• _REQUIRED TASK_
Give back, word for word, the stretch of the records from the very start through the line that contains "<point>356,279</point>", with both ends included.

• _LISTING_

>> start

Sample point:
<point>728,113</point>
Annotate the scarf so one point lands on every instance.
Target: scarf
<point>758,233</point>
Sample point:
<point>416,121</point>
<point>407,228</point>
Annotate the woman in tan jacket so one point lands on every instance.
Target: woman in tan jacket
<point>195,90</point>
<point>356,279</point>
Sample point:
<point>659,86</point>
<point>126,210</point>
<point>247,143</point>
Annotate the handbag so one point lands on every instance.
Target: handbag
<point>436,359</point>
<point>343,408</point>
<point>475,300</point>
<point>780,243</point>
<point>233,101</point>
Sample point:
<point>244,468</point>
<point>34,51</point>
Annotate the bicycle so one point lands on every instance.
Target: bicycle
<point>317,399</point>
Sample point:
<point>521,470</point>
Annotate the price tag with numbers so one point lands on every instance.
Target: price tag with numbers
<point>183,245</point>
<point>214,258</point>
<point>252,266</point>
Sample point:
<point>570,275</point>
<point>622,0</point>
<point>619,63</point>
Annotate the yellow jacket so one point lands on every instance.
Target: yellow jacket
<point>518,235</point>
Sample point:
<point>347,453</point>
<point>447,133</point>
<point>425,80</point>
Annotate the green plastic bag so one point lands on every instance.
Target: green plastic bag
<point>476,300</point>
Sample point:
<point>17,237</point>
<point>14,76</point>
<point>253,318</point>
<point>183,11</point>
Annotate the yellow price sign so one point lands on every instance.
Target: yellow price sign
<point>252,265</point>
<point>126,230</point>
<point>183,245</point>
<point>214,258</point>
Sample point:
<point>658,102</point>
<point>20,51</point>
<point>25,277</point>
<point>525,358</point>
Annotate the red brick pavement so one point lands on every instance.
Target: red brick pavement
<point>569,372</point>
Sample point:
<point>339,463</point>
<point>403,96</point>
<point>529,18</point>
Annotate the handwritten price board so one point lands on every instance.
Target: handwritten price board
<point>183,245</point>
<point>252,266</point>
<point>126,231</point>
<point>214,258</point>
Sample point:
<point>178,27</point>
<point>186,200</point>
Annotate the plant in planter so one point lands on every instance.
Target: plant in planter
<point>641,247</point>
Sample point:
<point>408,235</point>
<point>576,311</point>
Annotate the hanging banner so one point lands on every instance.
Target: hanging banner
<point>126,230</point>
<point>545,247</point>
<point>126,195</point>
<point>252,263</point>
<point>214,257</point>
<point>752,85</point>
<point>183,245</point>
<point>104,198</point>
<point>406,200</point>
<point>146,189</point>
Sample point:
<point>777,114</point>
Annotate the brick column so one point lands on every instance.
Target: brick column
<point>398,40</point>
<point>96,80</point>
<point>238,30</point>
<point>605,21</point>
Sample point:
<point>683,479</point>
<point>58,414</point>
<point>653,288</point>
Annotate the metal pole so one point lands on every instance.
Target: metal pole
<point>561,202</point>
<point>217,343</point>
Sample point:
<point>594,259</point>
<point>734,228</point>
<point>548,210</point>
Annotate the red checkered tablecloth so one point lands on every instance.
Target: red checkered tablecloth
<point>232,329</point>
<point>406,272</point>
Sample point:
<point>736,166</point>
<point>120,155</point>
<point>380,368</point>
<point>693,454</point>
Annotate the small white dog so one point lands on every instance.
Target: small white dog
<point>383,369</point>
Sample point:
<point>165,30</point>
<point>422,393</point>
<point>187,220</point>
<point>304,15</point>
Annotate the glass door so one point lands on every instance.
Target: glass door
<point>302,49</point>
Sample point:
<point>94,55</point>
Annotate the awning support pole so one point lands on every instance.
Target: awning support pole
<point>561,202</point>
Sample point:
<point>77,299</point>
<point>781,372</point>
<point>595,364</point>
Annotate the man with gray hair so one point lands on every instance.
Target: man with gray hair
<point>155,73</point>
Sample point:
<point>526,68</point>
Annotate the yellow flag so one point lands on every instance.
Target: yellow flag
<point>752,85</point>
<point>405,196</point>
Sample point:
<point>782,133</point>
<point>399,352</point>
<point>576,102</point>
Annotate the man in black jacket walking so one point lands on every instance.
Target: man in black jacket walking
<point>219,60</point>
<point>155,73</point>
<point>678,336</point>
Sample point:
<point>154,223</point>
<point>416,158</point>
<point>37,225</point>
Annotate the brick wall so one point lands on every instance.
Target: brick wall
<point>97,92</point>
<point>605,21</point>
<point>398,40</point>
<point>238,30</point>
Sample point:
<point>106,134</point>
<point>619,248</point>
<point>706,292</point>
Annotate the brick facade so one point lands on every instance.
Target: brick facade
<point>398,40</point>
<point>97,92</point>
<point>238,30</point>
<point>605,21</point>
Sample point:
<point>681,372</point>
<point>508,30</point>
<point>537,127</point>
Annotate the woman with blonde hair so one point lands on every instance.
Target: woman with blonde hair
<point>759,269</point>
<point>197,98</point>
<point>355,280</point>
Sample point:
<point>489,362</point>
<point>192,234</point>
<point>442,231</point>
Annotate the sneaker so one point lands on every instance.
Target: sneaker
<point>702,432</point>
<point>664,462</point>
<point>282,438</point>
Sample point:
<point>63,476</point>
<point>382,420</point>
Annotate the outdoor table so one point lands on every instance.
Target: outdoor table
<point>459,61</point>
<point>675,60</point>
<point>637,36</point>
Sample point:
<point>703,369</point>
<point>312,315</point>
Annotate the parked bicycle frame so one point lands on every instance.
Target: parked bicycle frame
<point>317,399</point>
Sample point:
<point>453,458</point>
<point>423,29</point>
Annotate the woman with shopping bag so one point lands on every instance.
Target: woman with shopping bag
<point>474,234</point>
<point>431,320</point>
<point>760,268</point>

>> end

• _RIGHT ANSWER_
Sample point:
<point>728,113</point>
Annotate the scarf so one point lands on every instance.
Target: scarf
<point>758,233</point>
Sample point:
<point>416,121</point>
<point>407,228</point>
Annotate the woman in tan jacket so one point lands on every instance.
Target: woman in tan jacket
<point>195,90</point>
<point>356,279</point>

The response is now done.